===== SELECTED EXTRACT =====
This week has been crunch time for a few things. I am part of an online tradeshow, 12 Days of Christmas (thanks Allyson!), I am speaking at a homeschool retreat this week as well as leading a fitness sesh, while I am super grateful for all of these opportunities, I am finding myself straying from keeping the house in balance, teaching the munchkins, dreaming of our future home, and contemplating heading back into the workforce (part-time). All the while, worrying about an election I have no control over, worrying about my friends and family in these insane times…on top of not being quite sure if my prayers are being heard….God, can you hear me?
The song Truth Be Told by Matthew West hit me this past weekend.
I say I’m fine, yeah I’m fine oh I’m fine, hey I’m fine but I’m not
And when it’s out of control I say it’s under control but it’s not
And you know it
I don’t know why it’s so hard to admit it
When being honest is the only way to fix it
There’s no failure, no fall
There’s no sin you don’t already know
So let the truth be told
This hit home, and I released everything to God! It felt so amazing to just let go. It will all work out. The kids will settle, we will find the perfect house, the things I worry about seem so small compared to the big picture of heaven.
So, I just need to keep on praying, trusting, following, believing, speaking the truth….and just keep swimming!
===== MATERIAL =====
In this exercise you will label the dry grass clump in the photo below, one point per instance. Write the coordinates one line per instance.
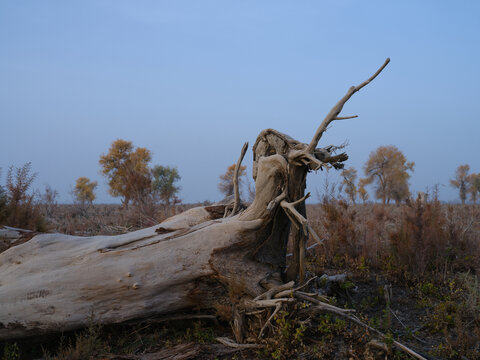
(407, 242)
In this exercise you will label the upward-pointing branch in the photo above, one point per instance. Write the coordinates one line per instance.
(236, 202)
(333, 114)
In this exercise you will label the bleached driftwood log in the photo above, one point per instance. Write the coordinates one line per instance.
(56, 282)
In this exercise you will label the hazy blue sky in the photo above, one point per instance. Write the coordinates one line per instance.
(193, 80)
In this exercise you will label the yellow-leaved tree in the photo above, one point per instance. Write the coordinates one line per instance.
=====
TASK GOAL :: According to the blog post, which song affected the writer this past weekend, and who sings it? The records were taken from a separate source and have no connection to the blog post.

SOLUTION BELOW :: Truth Be Told by Matthew West.